作業指示: 老人ホームの医療体制と緊急時の対応に関するテキストを、一字一句変えずに全文書き写してください。

提供テキスト:
知っているようで知らない、
老人ホームの基礎知識。
【要チェック】老人ホームの医療体制と緊急時の対応とは
【要チェック】老人ホームの医療体制と緊急時の対応とは
老人ホームで働く介護スタッフは、医師の指導により、ある程度の医療行為を行うことが可能です。しかし、専門的な医療行為になるとサービスに限界があり、その場合は提携先の病院で治療を受けることになります。この記事では老人ホームで受けることのできる医療体制や緊急時の対応について解説します。これから老人ホームを選んでいくときの重要な着眼点になると思いますのでぜひともチェックしてみてください。
目次
医療行為が行われる老人ホームの種類
老人ホームで働く介護スタッフ・看護職員は、医師の指導の下、ある程度の医療行為を行うことが認められています。しかし、専門性を要する医療行為の場合は、介護スタッフ・看護職員では対応することが出来ません。

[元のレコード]
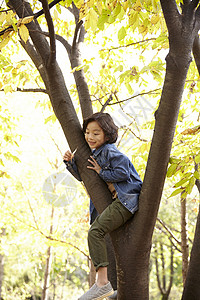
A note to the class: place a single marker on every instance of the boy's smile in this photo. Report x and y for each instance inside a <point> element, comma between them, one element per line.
<point>94,135</point>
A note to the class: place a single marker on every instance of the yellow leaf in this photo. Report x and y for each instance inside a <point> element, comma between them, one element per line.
<point>7,89</point>
<point>2,17</point>
<point>137,6</point>
<point>91,20</point>
<point>6,39</point>
<point>27,20</point>
<point>155,19</point>
<point>79,3</point>
<point>99,6</point>
<point>24,33</point>
<point>125,5</point>
<point>90,3</point>
<point>83,12</point>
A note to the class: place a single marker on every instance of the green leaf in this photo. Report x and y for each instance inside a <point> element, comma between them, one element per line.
<point>171,170</point>
<point>196,175</point>
<point>197,159</point>
<point>181,182</point>
<point>176,192</point>
<point>121,33</point>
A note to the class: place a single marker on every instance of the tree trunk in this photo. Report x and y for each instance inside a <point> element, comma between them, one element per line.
<point>192,283</point>
<point>48,263</point>
<point>132,242</point>
<point>3,232</point>
<point>184,239</point>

出力結果:
知っているようで知らない、
老人ホームの基礎知識。
【要チェック】老人ホームの医療体制と緊急時の対応とは
【要チェック】老人ホームの医療体制と緊急時の対応とは
老人ホームで働く介護スタッフは、医師の指導により、ある程度の医療行為を行うことが可能です。しかし、専門的な医療行為になるとサービスに限界があり、その場合は提携先の病院で治療を受けることになります。この記事では老人ホームで受けることのできる医療体制や緊急時の対応について解説します。これから老人ホームを選んでいくときの重要な着眼点になると思いますのでぜひともチェックしてみてください。
目次
医療行為が行われる老人ホームの種類
老人ホームで働く介護スタッフ・看護職員は、医師の指導の下、ある程度の医療行為を行うことが認められています。しかし、専門性を要する医療行為の場合は、介護スタッフ・看護職員では対応することが出来ません。